## Problem 1
Return the whole passage about mobile phones and phone providers word for word.

After Easy Mobile closed they did not have an option of a new provider with credit and the "recommended" provider was very poor, so this time I shopped around and went with Tesco mobile but remembered to take my number, which did at least stop my colleagues making fun of me for another move.

During this period my phones were no better than my providers. I bought a Nokia 1100 and used other peoples leftovers. Culminating in Daniel Silverstone taking pity on me and giving me his Sony Ericsson K800 at the end of his contract, despite acquiring an ADP1 and a G1 (both have which have dropped dead) this is the phone I have been using for three years now.

Due to my dreadful relationship I did not get the most from the technology and felt like I was missing out. Over the last few years to try and address this I have set myself a target of having a phone physically with me, turned on and in credit at all times. This I have finally managed for a whole six month stretch and as a reward I have bought myself a nice Android based smartphone on contract with T-Mobile.

I have done all the administrative things to port the number so no-one will need to alter their address books :-)

After only a few days of usage I have already discovered why the combination of smart phone and decent contract are so appealing. The freedom to just call and text and use the internet wherever you are without stopping to worry if you have enough credit is a wonderful thing. And decent hardware with the guarantee that if it breaks all I have to do is go into the store and they give me a new one.

## Extracted records
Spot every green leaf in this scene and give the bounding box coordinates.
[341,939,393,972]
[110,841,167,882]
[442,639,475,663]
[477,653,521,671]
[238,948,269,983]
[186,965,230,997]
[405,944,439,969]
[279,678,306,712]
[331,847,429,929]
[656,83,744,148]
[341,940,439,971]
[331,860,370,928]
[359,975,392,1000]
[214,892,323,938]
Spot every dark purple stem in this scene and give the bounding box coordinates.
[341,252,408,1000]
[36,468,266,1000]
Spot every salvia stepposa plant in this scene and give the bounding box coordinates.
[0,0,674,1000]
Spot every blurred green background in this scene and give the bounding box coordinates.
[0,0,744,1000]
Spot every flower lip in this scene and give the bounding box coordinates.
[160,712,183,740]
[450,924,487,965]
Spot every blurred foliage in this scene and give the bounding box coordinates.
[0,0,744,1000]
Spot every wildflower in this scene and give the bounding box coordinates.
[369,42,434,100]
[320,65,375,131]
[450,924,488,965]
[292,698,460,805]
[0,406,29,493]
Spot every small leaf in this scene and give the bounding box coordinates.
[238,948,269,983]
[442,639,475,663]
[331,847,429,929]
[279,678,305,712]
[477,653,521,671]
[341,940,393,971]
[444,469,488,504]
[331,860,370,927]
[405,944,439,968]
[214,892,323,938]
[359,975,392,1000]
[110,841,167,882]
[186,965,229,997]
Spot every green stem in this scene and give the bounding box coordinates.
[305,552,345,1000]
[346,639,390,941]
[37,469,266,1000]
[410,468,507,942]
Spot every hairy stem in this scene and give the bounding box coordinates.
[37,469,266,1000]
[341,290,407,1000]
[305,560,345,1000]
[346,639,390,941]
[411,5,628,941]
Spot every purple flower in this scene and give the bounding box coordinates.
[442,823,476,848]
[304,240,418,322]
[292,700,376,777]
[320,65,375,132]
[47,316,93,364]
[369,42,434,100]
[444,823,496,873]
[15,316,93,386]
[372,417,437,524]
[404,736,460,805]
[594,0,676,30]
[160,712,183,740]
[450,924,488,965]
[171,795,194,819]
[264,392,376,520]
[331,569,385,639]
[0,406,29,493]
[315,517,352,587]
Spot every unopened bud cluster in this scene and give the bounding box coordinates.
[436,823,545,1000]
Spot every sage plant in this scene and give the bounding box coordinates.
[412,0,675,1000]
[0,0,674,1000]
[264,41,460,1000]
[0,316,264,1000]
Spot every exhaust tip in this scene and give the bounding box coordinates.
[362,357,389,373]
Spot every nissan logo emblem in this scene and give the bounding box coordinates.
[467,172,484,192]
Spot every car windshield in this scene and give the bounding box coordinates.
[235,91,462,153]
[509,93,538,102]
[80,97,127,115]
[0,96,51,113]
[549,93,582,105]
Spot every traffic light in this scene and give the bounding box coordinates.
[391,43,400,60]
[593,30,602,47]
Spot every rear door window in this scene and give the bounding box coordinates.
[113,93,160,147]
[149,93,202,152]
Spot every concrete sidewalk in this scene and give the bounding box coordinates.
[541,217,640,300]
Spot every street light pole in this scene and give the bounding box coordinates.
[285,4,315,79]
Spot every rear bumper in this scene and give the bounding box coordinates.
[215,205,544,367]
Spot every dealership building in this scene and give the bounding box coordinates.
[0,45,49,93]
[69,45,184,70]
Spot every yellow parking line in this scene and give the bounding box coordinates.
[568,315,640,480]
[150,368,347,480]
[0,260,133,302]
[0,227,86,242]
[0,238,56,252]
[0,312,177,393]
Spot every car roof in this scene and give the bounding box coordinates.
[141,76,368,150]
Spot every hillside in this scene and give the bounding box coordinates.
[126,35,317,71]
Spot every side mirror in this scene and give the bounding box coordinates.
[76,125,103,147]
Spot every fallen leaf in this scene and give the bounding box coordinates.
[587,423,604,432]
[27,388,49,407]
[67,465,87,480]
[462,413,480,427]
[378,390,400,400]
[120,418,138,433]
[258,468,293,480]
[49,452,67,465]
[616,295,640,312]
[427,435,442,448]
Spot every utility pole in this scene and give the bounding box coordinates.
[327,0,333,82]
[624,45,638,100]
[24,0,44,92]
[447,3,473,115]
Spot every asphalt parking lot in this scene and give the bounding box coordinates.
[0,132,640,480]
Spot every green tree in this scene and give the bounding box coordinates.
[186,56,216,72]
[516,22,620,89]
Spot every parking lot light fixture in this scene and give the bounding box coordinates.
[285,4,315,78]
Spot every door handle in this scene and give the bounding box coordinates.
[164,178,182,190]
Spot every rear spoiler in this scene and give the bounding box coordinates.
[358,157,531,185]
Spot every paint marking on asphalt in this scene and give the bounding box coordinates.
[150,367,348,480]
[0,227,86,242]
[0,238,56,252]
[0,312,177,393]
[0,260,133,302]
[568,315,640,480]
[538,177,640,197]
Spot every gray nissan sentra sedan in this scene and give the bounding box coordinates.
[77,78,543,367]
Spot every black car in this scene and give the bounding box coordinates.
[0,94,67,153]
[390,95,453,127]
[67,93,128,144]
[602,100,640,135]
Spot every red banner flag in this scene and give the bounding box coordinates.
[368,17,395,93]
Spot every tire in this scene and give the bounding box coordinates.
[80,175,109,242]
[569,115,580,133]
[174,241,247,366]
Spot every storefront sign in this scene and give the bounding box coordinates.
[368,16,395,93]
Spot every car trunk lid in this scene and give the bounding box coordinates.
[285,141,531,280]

## Problem 2
In the listing, swap "yellow parking line" for "painted parking stripe" in the lines starting with the one containing "Spot every rear bumper" and going on through the one containing "[141,76,368,150]". Give back only those lines, with nothing else changed.

## Task answer 1
After Easy Mobile closed they did not have an option of a new provider with credit and the "recommended" provider was very poor, so this time I shopped around and went with Tesco mobile but remembered to take my number, which did at least stop my colleagues making fun of me for another move.

During this period my phones were no better than my providers. I bought a Nokia 1100 and used other peoples leftovers. Culminating in Daniel Silverstone taking pity on me and giving me his Sony Ericsson K800 at the end of his contract, despite acquiring an ADP1 and a G1 (both have which have dropped dead) this is the phone I have been using for three years now.

Due to my dreadful relationship I did not get the most from the technology and felt like I was missing out. Over the last few years to try and address this I have set myself a target of having a phone physically with me, turned on and in credit at all times. This I have finally managed for a whole six month stretch and as a reward I have bought myself a nice Android based smartphone on contract with T-Mobile.

I have done all the administrative things to port the number so no-one will need to alter their address books :-)

After only a few days of usage I have already discovered why the combination of smart phone and decent contract are so appealing. The freedom to just call and text and use the internet wherever you are without stopping to worry if you have enough credit is a wonderful thing. And decent hardware with the guarantee that if it breaks all I have to do is go into the store and they give me a new one.

## Task answer 2
Spot every rear bumper in this scene and give the bounding box coordinates.
[215,205,544,367]
Spot every dealership building in this scene and give the bounding box coordinates.
[0,45,49,93]
[69,45,184,70]
Spot every painted parking stripe in this scene and give the bounding box coordinates.
[568,315,640,480]
[150,368,347,480]
[0,260,133,302]
[0,227,86,242]
[0,238,56,252]
[0,312,177,393]
Spot every car roof in this scene and give the bounding box coordinates.
[141,76,368,150]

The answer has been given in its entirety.